Your assignment:
Return only this: the line with "[indicate] wood stick" and all the lines that follow it below, through the final one, exactly as they are.
Start of Extracted data
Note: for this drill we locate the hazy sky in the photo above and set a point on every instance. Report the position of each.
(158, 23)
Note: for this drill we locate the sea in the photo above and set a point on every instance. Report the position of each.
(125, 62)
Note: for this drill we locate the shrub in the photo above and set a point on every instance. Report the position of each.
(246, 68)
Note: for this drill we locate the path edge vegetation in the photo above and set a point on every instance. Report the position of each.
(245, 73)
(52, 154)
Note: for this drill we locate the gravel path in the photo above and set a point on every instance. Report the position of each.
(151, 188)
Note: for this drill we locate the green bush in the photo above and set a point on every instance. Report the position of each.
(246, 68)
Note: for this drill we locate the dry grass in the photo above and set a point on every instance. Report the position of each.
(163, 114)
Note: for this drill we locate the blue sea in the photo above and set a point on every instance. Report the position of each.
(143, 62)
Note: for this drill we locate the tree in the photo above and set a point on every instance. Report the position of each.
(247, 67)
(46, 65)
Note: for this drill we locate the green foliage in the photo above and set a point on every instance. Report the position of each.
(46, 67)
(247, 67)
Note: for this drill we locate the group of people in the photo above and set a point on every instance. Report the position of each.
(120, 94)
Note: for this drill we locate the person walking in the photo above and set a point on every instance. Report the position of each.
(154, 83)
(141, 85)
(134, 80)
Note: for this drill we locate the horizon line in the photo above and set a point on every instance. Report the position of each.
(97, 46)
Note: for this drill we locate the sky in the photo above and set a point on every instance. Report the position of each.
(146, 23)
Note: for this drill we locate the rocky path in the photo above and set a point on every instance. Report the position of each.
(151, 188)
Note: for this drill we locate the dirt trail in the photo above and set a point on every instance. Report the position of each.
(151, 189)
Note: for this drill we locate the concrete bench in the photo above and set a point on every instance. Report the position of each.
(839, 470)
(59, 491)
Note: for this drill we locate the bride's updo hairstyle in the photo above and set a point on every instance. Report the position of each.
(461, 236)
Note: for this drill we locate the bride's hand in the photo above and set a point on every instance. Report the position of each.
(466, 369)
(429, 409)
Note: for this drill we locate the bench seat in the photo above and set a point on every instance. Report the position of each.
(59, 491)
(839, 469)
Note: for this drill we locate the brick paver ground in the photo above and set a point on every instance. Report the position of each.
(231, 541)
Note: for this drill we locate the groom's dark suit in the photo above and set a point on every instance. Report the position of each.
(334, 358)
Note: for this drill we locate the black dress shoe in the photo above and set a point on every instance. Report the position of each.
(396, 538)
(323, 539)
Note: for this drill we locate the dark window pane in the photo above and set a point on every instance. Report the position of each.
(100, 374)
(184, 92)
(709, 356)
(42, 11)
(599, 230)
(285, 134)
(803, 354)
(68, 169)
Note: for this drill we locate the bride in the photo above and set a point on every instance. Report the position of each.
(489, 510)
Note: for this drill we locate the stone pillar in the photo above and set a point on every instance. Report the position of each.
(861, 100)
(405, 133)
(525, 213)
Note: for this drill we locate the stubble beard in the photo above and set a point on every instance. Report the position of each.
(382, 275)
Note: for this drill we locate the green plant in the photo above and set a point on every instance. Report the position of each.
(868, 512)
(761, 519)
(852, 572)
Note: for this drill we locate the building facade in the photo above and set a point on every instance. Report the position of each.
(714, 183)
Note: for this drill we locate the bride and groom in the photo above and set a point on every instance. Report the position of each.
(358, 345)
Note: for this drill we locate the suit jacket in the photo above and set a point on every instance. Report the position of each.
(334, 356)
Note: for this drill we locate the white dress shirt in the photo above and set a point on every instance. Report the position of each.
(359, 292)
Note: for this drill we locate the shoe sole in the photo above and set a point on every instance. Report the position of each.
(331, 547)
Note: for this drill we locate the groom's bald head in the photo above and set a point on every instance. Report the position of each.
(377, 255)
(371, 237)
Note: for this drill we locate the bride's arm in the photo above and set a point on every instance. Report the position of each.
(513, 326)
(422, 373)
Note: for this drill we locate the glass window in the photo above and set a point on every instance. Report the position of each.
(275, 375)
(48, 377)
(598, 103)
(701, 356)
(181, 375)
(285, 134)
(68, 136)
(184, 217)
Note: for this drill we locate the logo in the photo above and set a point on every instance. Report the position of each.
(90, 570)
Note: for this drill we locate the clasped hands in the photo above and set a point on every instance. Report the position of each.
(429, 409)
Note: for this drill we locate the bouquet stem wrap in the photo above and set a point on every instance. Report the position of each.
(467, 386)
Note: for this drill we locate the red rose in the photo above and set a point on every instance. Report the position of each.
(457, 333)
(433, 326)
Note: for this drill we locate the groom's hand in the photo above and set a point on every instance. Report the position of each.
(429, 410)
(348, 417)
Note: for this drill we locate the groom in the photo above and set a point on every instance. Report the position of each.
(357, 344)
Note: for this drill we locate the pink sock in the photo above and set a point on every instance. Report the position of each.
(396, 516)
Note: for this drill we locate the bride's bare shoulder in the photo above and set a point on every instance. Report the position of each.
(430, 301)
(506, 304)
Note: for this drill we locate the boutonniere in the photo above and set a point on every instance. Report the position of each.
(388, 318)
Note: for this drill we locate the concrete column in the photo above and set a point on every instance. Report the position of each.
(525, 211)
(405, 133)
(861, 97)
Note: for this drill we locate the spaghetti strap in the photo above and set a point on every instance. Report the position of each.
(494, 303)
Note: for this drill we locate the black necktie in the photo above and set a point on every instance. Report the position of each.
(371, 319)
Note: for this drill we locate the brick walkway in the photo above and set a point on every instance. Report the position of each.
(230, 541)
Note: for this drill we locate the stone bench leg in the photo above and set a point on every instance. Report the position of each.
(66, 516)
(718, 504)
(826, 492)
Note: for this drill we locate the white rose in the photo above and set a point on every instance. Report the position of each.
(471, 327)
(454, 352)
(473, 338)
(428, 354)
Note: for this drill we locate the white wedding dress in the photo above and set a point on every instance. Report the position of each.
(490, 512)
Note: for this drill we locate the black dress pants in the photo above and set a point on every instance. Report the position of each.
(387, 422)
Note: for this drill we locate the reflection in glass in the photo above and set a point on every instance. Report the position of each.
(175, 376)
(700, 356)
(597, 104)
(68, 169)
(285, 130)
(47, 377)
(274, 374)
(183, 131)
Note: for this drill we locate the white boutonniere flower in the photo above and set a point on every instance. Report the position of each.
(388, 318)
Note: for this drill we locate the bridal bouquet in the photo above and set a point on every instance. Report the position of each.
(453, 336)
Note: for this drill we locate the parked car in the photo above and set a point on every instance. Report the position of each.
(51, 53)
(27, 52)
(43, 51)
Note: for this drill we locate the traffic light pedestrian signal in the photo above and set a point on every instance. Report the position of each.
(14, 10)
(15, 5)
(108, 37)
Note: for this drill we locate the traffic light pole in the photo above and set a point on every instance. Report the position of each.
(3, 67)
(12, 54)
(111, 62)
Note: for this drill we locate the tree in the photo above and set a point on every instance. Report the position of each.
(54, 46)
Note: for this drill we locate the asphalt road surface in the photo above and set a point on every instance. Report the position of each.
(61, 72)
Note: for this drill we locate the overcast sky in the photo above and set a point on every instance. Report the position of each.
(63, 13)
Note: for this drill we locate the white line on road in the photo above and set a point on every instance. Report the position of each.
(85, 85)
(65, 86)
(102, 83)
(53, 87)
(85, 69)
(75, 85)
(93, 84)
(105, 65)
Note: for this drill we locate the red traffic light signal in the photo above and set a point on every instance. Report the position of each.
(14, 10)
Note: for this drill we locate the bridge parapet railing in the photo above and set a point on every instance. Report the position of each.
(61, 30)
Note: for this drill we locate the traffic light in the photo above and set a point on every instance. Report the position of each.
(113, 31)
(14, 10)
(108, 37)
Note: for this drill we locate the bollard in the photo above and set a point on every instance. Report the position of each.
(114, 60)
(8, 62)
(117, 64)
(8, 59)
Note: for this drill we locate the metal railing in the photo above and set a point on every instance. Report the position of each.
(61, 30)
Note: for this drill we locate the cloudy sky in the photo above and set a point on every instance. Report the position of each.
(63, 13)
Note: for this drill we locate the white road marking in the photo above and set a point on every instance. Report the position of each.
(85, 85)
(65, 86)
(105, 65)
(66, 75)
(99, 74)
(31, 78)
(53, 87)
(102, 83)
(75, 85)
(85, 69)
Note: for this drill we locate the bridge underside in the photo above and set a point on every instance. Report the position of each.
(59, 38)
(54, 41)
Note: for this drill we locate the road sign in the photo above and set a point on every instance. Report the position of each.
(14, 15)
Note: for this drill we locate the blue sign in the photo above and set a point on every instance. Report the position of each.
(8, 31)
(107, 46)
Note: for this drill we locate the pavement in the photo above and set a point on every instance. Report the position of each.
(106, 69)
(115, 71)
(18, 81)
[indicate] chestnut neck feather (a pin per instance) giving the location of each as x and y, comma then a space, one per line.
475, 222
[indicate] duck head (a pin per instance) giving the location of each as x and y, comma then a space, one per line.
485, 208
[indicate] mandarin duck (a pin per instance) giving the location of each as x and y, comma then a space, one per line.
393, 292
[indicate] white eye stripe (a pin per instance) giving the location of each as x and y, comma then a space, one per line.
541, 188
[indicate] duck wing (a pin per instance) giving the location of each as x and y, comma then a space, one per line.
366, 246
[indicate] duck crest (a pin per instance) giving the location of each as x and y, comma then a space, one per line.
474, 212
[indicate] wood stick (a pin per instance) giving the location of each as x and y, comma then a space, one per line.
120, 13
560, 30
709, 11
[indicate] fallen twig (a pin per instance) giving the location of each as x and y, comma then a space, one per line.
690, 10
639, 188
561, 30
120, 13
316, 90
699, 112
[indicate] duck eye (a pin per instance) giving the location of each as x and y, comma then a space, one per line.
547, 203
End of Extracted data
Result of the task:
[indicate] wood stick (a pin per instance) giving the location of each as x and y, comma then a space, one per line.
120, 13
560, 30
709, 11
[indicate] fallen twig (a pin per instance) giving the location of each as x and y, comma then a space, one per line.
690, 10
639, 188
561, 30
120, 13
316, 90
699, 112
[indicate] duck eye (a pin per instance) giving the location of each as x and y, comma then a space, one per line.
547, 203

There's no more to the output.